• _Exercise directions_
In the listing below, find the line containing "Would you kindly locate the wooden bifold" and the line containing "Would you kindly locate the television". Repeat exactly those two lines and every line between them.

- - - - -

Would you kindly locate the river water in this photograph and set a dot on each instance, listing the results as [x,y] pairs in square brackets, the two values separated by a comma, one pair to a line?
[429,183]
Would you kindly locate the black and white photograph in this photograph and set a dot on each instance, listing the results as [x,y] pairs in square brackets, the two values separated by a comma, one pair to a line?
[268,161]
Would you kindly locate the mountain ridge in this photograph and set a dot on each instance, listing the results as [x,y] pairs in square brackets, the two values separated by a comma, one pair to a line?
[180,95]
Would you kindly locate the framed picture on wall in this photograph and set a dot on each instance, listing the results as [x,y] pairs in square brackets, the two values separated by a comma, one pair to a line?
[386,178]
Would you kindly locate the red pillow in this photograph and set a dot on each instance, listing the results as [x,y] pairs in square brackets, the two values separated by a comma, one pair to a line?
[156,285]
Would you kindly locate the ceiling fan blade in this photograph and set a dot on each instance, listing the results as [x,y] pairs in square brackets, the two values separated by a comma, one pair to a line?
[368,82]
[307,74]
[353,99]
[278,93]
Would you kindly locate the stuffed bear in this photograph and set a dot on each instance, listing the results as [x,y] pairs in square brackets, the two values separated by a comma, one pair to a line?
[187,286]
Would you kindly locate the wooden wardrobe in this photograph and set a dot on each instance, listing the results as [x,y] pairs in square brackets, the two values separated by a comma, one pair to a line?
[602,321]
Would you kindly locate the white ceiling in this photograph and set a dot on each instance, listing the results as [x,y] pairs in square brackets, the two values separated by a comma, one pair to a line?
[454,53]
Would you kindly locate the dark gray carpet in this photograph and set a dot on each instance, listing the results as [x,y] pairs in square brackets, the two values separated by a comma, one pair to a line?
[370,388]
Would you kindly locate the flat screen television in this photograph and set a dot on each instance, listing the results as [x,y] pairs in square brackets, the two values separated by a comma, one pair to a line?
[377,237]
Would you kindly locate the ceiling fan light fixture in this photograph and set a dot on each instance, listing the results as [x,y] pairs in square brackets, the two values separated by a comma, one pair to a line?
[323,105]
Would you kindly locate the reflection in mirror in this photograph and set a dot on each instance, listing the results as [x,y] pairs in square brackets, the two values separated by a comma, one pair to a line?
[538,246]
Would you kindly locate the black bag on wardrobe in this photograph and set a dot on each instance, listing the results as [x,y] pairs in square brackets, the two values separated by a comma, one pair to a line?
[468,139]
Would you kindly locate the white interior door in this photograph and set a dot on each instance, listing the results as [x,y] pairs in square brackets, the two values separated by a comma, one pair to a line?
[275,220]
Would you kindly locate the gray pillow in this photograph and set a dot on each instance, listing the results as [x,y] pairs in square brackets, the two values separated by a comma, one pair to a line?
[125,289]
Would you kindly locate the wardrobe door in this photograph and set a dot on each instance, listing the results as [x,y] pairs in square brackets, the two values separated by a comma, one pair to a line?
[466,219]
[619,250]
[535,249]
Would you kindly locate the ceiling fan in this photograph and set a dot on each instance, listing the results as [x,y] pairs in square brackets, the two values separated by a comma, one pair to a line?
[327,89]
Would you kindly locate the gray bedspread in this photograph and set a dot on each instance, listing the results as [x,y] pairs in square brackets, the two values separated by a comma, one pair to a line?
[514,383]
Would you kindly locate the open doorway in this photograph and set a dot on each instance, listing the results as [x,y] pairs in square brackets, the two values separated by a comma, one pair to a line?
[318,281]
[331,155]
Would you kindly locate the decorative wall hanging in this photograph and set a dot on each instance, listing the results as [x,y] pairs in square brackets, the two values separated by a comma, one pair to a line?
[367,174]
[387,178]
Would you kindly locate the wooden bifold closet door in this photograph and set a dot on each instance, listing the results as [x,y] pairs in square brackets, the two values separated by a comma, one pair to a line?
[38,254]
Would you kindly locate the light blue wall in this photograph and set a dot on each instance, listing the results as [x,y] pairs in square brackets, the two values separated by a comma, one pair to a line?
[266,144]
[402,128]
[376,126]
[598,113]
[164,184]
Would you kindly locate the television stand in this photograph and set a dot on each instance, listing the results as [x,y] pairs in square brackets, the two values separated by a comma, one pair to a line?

- - - - -

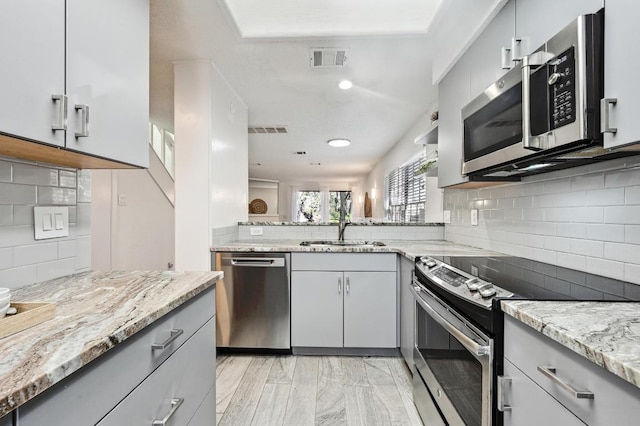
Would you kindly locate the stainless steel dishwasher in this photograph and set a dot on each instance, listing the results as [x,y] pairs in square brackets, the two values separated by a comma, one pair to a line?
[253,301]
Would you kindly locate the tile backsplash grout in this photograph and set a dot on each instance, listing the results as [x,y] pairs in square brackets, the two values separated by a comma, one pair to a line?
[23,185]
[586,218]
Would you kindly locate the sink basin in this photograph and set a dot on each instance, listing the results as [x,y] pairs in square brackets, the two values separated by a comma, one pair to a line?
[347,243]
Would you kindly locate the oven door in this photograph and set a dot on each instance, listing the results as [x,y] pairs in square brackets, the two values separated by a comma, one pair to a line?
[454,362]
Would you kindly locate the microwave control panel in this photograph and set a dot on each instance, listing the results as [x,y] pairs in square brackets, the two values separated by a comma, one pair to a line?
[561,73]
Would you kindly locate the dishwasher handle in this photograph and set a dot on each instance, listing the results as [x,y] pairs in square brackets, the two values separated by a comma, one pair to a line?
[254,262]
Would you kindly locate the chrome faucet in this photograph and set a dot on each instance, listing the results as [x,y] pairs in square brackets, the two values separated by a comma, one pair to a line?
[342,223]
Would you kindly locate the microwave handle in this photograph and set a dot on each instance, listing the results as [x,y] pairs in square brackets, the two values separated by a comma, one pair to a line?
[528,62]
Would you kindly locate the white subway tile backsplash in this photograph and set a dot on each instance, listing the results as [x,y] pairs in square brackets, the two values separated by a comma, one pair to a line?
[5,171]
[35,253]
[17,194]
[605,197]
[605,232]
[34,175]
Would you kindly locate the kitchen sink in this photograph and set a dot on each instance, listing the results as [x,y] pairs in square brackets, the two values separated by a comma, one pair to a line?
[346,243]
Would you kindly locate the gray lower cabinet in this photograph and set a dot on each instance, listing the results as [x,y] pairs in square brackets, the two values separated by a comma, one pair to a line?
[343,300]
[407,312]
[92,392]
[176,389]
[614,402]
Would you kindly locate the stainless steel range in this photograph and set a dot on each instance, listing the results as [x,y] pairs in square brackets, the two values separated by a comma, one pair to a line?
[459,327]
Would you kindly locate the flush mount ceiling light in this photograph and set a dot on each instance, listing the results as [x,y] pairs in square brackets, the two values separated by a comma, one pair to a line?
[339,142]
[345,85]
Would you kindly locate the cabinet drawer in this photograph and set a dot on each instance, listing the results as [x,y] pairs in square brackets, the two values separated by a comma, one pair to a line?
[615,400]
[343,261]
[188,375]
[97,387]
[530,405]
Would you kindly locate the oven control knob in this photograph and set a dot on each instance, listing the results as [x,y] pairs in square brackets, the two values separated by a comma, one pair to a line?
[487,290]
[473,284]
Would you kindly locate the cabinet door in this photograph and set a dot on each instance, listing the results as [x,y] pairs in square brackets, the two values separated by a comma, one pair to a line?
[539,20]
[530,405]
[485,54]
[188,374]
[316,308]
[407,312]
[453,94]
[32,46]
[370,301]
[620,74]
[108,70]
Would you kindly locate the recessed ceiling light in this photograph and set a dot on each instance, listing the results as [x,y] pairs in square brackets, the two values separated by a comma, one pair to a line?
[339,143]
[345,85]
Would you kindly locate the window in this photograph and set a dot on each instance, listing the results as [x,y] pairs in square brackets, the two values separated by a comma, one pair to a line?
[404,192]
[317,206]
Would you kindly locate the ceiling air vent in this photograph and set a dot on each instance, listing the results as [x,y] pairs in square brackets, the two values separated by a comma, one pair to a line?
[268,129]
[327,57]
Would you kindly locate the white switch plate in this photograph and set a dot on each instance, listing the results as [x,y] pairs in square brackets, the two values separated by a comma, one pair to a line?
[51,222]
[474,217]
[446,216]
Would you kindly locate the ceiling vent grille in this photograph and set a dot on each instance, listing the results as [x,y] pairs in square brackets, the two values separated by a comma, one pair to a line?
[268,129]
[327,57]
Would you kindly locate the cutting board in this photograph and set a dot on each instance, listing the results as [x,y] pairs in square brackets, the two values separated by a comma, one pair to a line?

- - - - -

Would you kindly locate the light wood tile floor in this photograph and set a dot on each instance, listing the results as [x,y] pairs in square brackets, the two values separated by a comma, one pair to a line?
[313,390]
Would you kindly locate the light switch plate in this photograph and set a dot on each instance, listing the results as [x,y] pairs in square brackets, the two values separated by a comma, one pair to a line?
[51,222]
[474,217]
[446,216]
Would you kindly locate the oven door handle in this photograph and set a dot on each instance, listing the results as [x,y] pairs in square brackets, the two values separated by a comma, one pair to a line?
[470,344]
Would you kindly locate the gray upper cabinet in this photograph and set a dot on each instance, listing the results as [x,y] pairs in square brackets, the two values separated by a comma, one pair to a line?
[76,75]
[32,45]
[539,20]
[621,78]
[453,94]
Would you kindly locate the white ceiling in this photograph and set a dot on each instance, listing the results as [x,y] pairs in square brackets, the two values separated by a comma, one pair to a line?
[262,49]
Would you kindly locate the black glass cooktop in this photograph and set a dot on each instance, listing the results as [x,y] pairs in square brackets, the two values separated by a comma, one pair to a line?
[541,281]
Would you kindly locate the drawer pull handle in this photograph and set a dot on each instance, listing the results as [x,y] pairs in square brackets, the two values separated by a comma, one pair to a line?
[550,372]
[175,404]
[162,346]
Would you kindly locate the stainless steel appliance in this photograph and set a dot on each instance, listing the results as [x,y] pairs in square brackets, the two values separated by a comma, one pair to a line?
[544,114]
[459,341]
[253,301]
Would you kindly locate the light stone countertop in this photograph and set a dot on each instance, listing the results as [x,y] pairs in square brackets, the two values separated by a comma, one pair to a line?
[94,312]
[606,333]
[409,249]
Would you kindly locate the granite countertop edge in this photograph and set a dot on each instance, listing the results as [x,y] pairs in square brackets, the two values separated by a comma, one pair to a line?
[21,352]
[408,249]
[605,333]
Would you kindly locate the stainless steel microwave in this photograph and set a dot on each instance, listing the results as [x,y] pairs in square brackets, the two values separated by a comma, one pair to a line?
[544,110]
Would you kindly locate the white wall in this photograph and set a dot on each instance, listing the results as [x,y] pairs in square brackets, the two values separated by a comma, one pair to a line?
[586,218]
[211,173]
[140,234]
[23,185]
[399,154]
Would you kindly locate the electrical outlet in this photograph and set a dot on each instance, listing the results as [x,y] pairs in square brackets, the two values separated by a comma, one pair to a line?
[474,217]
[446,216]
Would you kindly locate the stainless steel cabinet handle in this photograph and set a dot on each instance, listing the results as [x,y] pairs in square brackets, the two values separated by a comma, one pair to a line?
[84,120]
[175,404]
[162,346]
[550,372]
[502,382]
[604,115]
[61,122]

- - - - -

• _Expected output_
Would you kindly locate the wooden bifold closet door in this photograph and set a dot on each instance, listing the results as [x,y] pairs in square brackets, the two values separated by a comma, one pair to a line?
[38,254]
Would you kindly locate the light blue wall in this photograph and set a dot on each instance, listing the results as [x,y] pairs in square brackets, the two values separated by a comma, one pair to a line?
[266,144]
[402,128]
[376,126]
[598,113]
[164,184]
Would you kindly locate the television stand in this photograph and set a dot on each instance, listing the results as [x,y] pairs in square brackets, the two values separated by a comma, one pair to a line?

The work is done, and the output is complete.